*Data records:*
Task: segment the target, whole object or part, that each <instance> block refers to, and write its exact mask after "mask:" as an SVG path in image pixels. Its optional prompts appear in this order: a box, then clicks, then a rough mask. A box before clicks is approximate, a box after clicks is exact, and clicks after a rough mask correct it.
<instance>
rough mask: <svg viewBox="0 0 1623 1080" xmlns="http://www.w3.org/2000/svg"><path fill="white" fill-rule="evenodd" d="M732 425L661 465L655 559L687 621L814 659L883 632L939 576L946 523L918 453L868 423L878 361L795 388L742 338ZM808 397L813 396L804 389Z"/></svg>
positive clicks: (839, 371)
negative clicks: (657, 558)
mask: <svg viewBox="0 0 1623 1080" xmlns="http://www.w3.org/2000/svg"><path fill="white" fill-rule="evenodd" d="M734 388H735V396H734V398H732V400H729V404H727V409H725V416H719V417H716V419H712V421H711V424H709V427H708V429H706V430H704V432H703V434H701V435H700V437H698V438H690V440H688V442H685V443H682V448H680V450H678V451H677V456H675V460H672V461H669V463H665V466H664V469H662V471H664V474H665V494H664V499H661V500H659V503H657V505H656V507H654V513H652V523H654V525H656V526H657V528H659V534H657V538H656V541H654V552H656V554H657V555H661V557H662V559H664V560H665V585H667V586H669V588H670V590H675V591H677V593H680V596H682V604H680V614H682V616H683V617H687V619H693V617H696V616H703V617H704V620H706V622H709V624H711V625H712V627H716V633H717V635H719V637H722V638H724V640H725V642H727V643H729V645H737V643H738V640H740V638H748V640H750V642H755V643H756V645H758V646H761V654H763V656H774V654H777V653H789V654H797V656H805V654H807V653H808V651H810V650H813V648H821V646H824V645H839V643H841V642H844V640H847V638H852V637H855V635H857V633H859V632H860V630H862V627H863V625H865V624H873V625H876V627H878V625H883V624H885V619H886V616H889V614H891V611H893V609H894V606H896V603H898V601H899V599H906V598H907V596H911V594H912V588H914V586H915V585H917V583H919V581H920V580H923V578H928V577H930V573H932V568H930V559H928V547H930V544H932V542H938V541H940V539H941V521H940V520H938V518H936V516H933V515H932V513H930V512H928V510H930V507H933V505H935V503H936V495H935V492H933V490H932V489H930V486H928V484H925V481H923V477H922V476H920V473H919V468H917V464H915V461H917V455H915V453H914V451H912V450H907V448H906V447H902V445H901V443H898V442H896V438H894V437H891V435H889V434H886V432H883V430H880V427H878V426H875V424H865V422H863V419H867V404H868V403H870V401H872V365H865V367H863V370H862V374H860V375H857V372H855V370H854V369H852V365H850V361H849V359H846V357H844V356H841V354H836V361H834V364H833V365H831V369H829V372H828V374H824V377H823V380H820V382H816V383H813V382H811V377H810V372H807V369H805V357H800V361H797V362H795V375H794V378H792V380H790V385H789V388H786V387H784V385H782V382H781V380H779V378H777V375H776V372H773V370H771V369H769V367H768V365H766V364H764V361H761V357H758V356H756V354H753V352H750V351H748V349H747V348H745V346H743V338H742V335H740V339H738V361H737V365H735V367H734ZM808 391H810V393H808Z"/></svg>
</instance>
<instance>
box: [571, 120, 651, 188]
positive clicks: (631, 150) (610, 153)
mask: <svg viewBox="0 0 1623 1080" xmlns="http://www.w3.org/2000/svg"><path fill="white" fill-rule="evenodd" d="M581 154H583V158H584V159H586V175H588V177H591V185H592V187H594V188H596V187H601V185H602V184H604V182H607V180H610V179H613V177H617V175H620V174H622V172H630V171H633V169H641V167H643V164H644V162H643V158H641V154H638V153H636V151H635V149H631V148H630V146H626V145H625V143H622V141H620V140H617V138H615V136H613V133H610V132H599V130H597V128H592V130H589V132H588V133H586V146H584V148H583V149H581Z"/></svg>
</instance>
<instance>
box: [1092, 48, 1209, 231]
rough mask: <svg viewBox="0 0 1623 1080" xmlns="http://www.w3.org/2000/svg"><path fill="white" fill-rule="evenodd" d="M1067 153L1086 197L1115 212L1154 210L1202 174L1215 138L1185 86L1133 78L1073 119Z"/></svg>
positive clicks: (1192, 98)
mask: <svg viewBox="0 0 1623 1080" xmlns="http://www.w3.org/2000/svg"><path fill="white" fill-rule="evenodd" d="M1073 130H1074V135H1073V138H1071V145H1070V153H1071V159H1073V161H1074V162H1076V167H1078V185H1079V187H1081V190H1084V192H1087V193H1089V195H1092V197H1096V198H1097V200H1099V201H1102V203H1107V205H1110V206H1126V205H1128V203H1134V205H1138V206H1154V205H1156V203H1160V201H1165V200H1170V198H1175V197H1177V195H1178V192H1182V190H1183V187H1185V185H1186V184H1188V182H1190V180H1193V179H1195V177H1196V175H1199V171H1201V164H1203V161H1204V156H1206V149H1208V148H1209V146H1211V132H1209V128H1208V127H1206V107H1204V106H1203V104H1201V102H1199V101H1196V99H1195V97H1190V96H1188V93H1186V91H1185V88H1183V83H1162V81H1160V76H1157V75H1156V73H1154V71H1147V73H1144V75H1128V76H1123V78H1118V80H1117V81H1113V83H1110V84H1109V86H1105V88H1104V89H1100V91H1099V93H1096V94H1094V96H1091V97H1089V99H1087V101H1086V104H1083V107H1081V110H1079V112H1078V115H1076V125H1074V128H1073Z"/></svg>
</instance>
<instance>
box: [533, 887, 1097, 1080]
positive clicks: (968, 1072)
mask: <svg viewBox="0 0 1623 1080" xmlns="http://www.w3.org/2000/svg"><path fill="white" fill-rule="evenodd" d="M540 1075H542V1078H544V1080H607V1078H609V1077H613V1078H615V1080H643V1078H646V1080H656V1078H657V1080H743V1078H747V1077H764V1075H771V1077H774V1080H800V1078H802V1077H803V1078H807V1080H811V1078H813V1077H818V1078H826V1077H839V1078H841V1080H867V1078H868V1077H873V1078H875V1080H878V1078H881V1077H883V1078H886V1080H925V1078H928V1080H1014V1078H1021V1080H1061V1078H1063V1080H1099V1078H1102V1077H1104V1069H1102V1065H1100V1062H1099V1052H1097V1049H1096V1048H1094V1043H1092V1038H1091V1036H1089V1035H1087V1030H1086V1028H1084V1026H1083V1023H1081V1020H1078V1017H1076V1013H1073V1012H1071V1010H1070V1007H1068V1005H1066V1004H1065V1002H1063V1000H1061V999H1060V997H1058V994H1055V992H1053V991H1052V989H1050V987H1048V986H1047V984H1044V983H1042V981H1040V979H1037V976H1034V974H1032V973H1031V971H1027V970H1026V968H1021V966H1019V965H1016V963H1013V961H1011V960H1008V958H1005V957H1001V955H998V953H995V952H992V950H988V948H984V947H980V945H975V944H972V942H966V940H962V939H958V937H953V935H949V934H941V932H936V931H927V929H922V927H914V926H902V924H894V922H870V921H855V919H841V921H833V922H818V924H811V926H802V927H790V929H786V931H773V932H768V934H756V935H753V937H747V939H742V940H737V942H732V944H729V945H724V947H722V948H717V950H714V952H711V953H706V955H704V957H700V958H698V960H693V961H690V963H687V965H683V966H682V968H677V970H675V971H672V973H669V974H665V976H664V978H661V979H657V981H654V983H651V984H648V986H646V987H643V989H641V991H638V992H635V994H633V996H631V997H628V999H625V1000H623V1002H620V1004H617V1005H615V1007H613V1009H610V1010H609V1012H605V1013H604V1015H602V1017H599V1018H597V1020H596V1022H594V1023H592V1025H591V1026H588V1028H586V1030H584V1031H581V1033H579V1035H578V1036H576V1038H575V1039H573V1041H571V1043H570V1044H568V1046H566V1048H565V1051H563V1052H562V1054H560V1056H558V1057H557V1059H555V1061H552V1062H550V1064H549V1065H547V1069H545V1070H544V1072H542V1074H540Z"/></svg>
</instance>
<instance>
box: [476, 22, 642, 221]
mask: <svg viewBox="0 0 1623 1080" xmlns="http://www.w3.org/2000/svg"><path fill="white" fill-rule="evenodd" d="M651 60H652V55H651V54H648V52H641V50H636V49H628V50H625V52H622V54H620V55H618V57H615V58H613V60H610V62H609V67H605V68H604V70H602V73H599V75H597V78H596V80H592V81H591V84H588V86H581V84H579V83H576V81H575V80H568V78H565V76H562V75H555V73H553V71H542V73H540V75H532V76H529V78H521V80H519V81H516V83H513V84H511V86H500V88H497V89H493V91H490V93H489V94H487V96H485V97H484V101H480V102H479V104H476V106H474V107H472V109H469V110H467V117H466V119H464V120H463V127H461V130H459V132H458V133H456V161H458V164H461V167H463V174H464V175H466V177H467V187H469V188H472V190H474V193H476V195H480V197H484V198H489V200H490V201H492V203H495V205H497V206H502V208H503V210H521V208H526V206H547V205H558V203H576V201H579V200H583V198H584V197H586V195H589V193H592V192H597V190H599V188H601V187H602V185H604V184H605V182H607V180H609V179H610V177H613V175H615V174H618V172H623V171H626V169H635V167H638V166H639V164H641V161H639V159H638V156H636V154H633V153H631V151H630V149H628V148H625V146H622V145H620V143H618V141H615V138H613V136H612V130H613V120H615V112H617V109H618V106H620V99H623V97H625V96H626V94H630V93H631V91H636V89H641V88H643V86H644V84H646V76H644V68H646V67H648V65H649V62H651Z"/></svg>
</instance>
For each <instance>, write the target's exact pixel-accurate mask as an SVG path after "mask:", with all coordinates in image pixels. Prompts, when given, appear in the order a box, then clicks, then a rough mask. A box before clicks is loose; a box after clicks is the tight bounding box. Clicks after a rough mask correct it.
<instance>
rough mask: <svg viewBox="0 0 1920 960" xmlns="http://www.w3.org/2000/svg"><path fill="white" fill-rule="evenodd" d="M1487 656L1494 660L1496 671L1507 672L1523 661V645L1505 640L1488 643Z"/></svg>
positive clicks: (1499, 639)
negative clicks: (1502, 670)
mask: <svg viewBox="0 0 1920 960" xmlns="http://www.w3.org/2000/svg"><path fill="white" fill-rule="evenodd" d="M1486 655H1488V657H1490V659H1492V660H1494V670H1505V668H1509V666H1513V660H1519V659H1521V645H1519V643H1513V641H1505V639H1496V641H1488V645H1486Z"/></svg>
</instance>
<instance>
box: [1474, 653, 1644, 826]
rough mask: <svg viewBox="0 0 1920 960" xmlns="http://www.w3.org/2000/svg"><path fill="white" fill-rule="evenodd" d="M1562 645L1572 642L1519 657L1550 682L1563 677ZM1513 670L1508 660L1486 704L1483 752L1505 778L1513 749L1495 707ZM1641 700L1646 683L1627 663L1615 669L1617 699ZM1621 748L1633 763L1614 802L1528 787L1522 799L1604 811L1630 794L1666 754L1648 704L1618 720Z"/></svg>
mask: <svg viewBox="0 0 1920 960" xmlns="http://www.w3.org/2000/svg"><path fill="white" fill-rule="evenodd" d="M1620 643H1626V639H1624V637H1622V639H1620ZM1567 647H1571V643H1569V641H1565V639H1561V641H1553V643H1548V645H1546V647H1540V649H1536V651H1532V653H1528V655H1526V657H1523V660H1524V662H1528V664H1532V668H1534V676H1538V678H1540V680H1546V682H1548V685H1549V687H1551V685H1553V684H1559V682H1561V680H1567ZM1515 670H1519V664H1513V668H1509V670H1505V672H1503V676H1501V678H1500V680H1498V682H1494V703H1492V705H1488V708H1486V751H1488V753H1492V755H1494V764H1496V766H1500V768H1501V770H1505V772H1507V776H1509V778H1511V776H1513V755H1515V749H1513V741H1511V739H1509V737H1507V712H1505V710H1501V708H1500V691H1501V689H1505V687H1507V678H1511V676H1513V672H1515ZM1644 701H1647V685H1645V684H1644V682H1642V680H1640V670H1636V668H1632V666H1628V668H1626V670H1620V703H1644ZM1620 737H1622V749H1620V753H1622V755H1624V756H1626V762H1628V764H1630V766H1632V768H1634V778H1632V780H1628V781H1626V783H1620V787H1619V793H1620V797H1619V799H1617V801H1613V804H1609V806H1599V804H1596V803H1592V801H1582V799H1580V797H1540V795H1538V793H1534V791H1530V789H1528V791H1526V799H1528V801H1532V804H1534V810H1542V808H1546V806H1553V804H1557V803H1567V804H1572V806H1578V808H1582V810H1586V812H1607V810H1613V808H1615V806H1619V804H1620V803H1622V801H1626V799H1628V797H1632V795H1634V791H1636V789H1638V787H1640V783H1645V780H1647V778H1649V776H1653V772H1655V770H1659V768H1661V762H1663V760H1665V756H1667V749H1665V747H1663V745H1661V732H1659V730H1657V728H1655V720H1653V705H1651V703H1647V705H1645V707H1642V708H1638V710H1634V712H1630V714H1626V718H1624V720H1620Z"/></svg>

*Work task:*
Please retype the items above from their beginning up to and including the line that contains "positive clicks: (839, 371)", keeping every character the same.

*Output below:*
Task: segment the target, whole object or part, that each <instance> block refers to, and write its exact mask after "mask:" as an SVG path in image pixels. Its optional prompts appear in this order: a box, then clicks, then a rough mask. A box before clicks is approximate, a box after clicks is exact, and clicks after a rough mask correct it.
<instance>
rough mask: <svg viewBox="0 0 1623 1080" xmlns="http://www.w3.org/2000/svg"><path fill="white" fill-rule="evenodd" d="M732 425L661 465L655 559L687 621L814 659L883 632L939 576L946 523L918 453L868 423L878 361L795 388L742 338ZM808 397L813 396L804 389Z"/></svg>
positive clicks: (839, 371)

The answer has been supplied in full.